====== SUPPLIED MATERIAL

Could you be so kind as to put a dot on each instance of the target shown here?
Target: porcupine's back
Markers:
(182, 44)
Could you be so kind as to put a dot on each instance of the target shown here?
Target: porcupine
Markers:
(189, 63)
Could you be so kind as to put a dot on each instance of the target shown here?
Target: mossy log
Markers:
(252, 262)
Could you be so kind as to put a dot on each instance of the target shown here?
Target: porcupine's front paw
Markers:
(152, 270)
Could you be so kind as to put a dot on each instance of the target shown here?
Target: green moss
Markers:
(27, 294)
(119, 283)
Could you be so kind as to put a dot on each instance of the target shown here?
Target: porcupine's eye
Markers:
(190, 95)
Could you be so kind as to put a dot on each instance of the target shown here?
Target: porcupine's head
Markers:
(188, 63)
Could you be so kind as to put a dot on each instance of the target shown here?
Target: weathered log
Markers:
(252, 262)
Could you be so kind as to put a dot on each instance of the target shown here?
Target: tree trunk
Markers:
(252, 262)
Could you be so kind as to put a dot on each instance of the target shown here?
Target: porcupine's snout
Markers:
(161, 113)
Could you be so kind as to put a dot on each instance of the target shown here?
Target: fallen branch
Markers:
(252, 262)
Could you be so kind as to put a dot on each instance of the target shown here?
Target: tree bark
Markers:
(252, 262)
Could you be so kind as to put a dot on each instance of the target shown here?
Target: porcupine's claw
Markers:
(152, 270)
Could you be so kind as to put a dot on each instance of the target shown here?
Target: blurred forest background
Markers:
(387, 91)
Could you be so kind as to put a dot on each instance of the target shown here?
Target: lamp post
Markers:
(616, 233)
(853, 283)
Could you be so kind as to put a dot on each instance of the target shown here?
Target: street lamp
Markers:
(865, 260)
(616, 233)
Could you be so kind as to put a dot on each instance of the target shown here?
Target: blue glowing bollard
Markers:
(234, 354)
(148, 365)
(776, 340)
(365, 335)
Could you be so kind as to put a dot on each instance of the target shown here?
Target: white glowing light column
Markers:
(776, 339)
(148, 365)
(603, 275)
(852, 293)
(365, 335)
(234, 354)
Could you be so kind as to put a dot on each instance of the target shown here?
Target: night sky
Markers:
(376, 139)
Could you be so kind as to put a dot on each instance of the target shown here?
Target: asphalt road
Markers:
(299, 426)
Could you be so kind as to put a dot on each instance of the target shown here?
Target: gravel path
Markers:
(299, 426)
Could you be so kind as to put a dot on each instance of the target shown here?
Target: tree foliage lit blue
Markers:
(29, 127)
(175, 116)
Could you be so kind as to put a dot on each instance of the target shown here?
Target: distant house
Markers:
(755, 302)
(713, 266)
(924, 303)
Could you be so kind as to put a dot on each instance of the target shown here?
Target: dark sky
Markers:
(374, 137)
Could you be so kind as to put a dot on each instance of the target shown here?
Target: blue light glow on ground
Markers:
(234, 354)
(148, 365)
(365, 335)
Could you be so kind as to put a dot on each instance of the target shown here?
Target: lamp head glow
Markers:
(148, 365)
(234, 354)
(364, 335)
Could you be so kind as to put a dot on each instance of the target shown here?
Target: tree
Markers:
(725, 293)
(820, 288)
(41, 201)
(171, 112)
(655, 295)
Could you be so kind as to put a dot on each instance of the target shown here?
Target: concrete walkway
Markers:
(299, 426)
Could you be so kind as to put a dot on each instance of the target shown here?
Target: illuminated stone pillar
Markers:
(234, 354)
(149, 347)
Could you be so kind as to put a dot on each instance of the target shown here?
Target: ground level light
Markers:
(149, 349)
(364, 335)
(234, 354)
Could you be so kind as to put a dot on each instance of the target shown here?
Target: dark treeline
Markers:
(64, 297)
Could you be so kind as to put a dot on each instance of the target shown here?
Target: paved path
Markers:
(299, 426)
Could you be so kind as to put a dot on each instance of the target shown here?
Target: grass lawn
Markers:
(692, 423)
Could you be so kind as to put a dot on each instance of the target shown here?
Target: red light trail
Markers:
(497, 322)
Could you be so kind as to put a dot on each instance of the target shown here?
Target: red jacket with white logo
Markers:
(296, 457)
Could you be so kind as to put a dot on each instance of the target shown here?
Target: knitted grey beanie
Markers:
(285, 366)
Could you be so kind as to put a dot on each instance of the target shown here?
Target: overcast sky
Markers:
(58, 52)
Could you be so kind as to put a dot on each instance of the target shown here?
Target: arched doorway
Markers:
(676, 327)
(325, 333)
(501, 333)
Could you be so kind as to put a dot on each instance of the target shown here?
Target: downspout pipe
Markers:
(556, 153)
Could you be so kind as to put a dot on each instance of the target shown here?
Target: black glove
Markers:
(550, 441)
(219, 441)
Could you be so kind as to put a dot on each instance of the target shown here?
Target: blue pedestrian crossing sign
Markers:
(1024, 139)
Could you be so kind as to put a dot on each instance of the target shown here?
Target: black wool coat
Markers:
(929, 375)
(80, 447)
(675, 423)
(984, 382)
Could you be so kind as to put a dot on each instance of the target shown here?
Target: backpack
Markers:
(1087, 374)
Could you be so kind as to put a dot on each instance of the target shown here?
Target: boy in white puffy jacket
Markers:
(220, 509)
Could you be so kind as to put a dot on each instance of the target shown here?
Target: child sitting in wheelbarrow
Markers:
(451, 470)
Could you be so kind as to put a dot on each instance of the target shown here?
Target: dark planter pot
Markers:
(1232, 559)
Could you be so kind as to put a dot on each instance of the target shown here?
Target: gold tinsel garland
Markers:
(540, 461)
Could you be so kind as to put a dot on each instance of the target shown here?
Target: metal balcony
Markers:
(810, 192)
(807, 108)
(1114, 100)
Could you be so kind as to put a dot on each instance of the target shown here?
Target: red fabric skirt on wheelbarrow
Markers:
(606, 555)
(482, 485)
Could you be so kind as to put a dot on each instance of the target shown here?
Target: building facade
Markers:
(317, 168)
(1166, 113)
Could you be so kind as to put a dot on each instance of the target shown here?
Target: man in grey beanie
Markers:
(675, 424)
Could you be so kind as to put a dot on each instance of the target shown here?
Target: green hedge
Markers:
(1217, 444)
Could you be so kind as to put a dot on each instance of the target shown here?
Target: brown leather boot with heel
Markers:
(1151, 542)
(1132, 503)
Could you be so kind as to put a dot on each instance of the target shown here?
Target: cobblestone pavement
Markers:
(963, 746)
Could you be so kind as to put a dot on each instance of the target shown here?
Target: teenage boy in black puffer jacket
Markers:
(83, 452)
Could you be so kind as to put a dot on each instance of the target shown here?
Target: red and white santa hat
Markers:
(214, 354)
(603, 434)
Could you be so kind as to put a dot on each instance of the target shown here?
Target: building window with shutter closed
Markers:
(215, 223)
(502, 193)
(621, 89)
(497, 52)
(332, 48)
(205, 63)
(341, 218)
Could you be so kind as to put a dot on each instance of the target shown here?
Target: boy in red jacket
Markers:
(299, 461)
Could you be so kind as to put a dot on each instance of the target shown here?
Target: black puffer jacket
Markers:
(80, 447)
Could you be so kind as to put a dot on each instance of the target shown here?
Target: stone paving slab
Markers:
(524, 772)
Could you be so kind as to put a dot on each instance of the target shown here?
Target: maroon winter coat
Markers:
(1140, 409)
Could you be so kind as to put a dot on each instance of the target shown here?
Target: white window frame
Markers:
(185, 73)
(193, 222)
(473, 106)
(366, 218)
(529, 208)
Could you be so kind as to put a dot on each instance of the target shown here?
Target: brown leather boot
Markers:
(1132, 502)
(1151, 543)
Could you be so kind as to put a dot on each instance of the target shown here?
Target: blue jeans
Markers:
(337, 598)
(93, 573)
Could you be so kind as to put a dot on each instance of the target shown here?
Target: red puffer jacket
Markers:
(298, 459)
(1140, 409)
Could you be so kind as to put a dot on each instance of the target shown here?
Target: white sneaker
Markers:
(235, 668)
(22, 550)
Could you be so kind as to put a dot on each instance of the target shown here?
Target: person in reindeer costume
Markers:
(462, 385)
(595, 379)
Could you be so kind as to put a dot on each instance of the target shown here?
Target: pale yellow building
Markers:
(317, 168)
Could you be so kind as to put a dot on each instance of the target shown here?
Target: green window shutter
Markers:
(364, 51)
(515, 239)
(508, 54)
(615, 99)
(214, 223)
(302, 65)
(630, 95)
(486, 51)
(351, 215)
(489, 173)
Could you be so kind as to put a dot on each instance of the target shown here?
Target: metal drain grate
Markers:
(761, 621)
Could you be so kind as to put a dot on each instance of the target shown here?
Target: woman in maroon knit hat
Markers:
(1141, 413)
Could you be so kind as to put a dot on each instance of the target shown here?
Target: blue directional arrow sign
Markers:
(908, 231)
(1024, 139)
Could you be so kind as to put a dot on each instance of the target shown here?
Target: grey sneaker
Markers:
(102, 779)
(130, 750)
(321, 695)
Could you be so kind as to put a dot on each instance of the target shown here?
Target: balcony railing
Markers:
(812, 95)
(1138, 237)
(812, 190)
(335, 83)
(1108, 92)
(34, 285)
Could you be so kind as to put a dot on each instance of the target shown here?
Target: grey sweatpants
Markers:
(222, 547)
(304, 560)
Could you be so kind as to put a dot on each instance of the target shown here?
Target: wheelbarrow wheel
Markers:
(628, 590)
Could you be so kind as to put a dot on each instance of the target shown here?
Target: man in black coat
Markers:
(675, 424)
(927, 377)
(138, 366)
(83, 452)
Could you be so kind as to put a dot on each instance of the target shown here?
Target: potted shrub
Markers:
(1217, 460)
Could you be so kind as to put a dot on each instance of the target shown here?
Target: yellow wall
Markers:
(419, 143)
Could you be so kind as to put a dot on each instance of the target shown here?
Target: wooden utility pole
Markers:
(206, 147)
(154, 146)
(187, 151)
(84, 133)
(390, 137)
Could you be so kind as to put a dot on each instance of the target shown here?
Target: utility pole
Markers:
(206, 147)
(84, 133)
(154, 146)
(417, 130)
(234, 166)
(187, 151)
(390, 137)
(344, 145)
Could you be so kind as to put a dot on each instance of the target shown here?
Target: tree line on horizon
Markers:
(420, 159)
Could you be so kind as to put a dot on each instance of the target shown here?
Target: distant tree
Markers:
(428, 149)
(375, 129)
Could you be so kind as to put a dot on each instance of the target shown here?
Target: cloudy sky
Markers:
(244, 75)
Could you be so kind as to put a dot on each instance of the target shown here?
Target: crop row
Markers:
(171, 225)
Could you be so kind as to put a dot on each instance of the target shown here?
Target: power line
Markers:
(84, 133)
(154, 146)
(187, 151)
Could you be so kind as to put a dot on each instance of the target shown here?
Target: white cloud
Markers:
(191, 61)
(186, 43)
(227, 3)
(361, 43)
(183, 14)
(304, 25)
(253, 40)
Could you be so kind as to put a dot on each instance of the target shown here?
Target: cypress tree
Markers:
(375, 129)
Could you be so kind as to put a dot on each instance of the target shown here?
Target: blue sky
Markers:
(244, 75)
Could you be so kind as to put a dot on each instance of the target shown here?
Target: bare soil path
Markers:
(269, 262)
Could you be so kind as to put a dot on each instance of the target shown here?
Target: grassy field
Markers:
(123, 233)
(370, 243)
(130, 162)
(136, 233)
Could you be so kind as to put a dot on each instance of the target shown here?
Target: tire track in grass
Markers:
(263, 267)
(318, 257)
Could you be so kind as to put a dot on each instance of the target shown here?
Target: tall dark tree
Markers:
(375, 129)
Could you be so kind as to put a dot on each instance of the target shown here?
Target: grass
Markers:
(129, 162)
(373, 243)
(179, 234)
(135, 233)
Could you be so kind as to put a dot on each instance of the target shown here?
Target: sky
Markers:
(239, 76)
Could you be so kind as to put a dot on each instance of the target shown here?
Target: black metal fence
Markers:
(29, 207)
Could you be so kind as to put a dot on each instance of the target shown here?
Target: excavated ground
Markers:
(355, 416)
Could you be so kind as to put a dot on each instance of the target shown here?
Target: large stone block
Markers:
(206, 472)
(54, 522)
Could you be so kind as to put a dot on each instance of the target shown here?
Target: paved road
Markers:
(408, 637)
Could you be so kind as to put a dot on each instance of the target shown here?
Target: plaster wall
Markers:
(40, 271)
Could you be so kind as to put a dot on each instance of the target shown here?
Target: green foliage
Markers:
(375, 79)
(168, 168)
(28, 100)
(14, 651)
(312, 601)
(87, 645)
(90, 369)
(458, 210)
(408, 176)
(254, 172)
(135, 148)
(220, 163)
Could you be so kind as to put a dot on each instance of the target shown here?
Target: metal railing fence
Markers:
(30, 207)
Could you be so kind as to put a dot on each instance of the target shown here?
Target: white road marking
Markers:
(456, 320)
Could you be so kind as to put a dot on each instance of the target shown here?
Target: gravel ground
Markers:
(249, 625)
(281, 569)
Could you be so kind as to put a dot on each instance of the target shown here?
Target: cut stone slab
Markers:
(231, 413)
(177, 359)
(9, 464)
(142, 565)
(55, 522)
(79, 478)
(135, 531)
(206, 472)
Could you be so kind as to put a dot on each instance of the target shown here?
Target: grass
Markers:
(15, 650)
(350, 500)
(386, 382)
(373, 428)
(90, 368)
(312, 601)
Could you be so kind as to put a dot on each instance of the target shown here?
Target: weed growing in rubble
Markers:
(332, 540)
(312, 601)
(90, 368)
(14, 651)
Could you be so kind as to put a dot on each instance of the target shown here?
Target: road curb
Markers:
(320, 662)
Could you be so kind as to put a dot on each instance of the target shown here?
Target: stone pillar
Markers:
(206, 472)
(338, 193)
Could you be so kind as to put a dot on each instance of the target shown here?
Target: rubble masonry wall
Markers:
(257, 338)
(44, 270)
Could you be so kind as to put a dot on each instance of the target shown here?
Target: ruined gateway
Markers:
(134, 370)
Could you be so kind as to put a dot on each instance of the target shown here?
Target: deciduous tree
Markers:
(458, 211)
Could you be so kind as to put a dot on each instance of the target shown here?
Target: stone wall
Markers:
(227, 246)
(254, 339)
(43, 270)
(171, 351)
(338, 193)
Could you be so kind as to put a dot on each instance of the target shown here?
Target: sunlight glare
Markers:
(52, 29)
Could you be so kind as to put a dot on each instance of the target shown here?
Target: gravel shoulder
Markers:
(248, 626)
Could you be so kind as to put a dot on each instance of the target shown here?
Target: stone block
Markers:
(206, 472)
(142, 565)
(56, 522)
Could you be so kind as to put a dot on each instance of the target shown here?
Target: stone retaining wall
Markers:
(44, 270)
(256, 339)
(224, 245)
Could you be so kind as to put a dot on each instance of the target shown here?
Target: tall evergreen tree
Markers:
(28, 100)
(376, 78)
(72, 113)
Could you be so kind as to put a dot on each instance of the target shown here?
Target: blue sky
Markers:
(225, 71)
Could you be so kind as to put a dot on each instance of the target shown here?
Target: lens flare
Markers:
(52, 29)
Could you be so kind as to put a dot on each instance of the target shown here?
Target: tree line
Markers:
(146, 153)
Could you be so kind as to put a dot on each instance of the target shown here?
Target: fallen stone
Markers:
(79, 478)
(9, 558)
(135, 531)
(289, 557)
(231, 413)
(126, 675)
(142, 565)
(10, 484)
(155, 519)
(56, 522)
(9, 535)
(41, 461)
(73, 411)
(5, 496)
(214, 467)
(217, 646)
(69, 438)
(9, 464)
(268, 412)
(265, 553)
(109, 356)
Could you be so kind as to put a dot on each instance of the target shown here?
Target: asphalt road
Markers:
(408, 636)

============

Count the lines in the entries above that contain the string "balcony", with case counting. Give only the number.

REPLY: 2